- Quoted passage

Chapter 3 Regression Models

3.1 Splitting into Train and Test Sets

Let’s sample our data into train and test sets. In order to do this efficiently, we will use the RevoScaleR package.

We’ll first create a RxXdfData object, which is a more efficient and scalable data structure than R data.frames. Their primary distinction is that they do not reside in memory, but on-disk.

library(tidyverse)
library(dplyrXdf)
library(foreach)
## 
## Attaching package: 'foreach'
## The following objects are masked from 'package:purrr':
## 
##     accumulate, when
library(doRSR)
## Loading required package: iterators
library(MicrosoftML)
theme_set(theme_minimal())

out_xdf <- file.path(
                     "data",
                     "housing.xdf")

housing_xdf <- rxDataStep(inData = housing,
                          outFile = out_xdf,
                          maxRowsByCols = nrow(housing)*ncol(housing),
                          rowsPerRead = 5000,
                          overwrite = TRUE)

- Extracted data
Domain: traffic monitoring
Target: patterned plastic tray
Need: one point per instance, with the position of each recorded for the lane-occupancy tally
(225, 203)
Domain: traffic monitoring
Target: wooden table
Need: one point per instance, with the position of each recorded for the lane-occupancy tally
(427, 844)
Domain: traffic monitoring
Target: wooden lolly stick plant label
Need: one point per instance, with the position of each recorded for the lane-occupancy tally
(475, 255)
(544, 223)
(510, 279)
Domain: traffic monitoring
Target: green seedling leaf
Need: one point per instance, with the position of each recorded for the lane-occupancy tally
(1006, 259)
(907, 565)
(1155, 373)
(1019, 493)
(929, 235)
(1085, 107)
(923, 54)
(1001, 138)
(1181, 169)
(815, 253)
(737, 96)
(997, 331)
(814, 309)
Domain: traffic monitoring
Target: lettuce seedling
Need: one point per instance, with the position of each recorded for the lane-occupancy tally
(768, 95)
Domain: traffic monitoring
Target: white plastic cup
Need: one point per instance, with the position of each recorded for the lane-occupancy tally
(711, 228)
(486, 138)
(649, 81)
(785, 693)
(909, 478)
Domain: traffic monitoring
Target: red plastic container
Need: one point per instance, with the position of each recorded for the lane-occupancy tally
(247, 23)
--
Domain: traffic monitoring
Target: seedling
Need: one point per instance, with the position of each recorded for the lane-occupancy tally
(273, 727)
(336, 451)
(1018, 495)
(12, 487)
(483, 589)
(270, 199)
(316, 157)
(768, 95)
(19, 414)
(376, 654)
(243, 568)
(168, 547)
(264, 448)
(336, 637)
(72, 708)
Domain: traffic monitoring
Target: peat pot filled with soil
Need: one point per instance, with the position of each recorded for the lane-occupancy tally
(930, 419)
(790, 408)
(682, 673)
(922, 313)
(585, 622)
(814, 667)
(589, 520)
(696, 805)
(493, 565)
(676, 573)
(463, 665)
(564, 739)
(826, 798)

- Exercises to complete
A. Retype the regression chapter from "3.1 Splitting into" to "the RevoScaleR package.".
B. What comes next in the regression chapter after its last line? Write the continuation.
These rows were drawn from a different source than the text.

- Answers for the exercise
A.
3.1 Splitting into Train and Test Sets

Let’s sample our data into train and test sets. In order to do this efficiently, we will use the RevoScaleR package.

B.
housing_xdf %<>% factorise(ocean_proximity) %>% 
  persist(out_xdf, overwrite = TRUE)

The RevoScaleR and MicrosoftML functions are primarily prefixed with rx. In this function below, we will use the rxSplit function to split our data into train and test sets. Observe that since our data is now on-disk, and compromises of multiple blocks, we have to use the .rxNumRows argument to inform the session how many rows are currently being processed in the current block:

split_xdf <- function(data) {

    splits <- rxSplit(data,
                      outFileSuffixes = c("Train", "Test", "Validate"),
                         splitByFactor = "splitVar",
                         overwrite = TRUE,
                         transforms = list(splitVar = factor(
                           sample(c("Train", "Test", "Validate"),
                                  size = .rxNumRows,
                                  replace = TRUE,
                                  prob = c(0.65, 0.25, 0.1)),
                           levels = c("Train", "Test", "Validate"))),
                         rngSeed = 123,
                         consoleOutput = TRUE)
  return(splits)
}


splits <- split_xdf(housing_xdf)
names(splits) <- c("train", "test", "validate")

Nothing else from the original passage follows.